■ **EXERCISE DIRECTIONS**
Could you turn the items below into a JSON list of strings, with one string for each line and any blank lines left out?

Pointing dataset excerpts
⟨
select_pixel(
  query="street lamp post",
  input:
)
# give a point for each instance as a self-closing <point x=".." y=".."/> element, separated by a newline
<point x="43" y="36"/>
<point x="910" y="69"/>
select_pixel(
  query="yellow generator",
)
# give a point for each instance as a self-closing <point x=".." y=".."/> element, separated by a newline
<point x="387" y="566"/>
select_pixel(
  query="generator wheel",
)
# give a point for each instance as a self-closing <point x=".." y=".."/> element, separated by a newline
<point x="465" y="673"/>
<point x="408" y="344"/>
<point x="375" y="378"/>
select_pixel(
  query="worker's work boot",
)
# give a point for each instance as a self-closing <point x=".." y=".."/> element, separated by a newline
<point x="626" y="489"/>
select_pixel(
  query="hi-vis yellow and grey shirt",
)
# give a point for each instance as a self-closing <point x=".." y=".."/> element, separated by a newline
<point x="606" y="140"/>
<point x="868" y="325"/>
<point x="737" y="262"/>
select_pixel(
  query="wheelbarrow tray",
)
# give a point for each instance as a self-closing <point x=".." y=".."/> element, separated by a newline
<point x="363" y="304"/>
⟩
■ **TASK RESULT**
[
  "select_pixel(",
  "  query=\"street lamp post\",",
  "  input:",
  ")",
  "# give a point for each instance as a self-closing <point x=\"..\" y=\"..\"/> element, separated by a newline",
  "<point x=\"43\" y=\"36\"/>",
  "<point x=\"910\" y=\"69\"/>",
  "select_pixel(",
  "  query=\"yellow generator\",",
  ")",
  "# give a point for each instance as a self-closing <point x=\"..\" y=\"..\"/> element, separated by a newline",
  "<point x=\"387\" y=\"566\"/>",
  "select_pixel(",
  "  query=\"generator wheel\",",
  ")",
  "# give a point for each instance as a self-closing <point x=\"..\" y=\"..\"/> element, separated by a newline",
  "<point x=\"465\" y=\"673\"/>",
  "<point x=\"408\" y=\"344\"/>",
  "<point x=\"375\" y=\"378\"/>",
  "select_pixel(",
  "  query=\"worker's work boot\",",
  ")",
  "# give a point for each instance as a self-closing <point x=\"..\" y=\"..\"/> element, separated by a newline",
  "<point x=\"626\" y=\"489\"/>",
  "select_pixel(",
  "  query=\"hi-vis yellow and grey shirt\",",
  ")",
  "# give a point for each instance as a self-closing <point x=\"..\" y=\"..\"/> element, separated by a newline",
  "<point x=\"606\" y=\"140\"/>",
  "<point x=\"868\" y=\"325\"/>",
  "<point x=\"737\" y=\"262\"/>",
  "select_pixel(",
  "  query=\"wheelbarrow tray\",",
  ")",
  "# give a point for each instance as a self-closing <point x=\"..\" y=\"..\"/> element, separated by a newline",
  "<point x=\"363\" y=\"304\"/>"
]